§ **ASSIGNMENT**:
Reproduce the part of the triathlon text starting at "I am also incredibly" and ending at "to push ourselves.".

§ **PROVIDED TEXT**:

########

Your limits are further away than you think
A few weeks ago I completed my very first olympic triathlon (1.5k swim, 40k cycle and 10k run) and raised £360 for The Noakes Foundation (find out more about their work here: The Noakes Foundation). And, I am actually quite happy to say that I am proud of myself. Voicing that we're proud of ourselves is something the majority of us are not often that good at but this time I'm making an exception!
I am also incredibly proud of my mum for completing her second super sprint triathlon. We're both quite active and I know there are a lot of people out there that would find a triathlon a 'walk in the park' but we definitely had to push ourselves.
After taking part in the super sprint triathlon (400m swim, 5km cycle + 2.5km run) with my mum last year I was feeling confident and immediately signed up for the Olympic distance for this year. Christmas came around and I still hadn't started my training. Then summer started creeping closer and I'd only been swimming and running a handful of times. The panic started setting in and I realised that I was actually going to have to start taking this seriously or I'd be crossing the finishing line a few hours, OR DAYS, after everyone else. I managed to use my time efficiently and squeeze in practice where I could. I ran in my lunch break, I cycled to and from meetings and I swam in the mornings or evenings.

########

§ **Dataset entries**:

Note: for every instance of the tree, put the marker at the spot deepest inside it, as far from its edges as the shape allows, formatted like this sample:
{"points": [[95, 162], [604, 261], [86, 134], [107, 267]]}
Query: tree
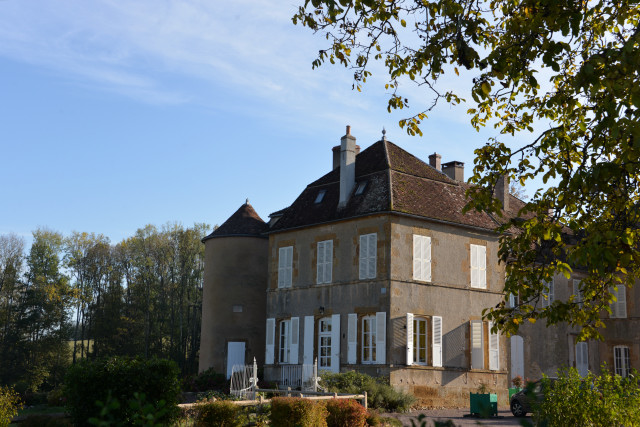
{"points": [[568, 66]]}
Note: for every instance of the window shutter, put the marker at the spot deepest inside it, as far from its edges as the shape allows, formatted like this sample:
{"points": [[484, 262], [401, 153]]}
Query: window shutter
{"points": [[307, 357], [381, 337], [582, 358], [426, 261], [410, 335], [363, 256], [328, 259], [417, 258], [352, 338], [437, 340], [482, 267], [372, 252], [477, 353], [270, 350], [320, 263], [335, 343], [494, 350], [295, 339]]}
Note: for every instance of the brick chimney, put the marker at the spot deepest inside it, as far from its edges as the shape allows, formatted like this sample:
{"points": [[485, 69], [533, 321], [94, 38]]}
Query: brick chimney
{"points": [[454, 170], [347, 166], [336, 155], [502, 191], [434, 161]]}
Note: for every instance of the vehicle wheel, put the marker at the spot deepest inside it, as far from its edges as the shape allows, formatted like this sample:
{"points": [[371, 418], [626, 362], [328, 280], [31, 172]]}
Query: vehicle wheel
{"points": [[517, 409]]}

########

§ **THE COMPLETED TASK**:
I am also incredibly proud of my mum for completing her second super sprint triathlon. We're both quite active and I know there are a lot of people out there that would find a triathlon a 'walk in the park' but we definitely had to push ourselves.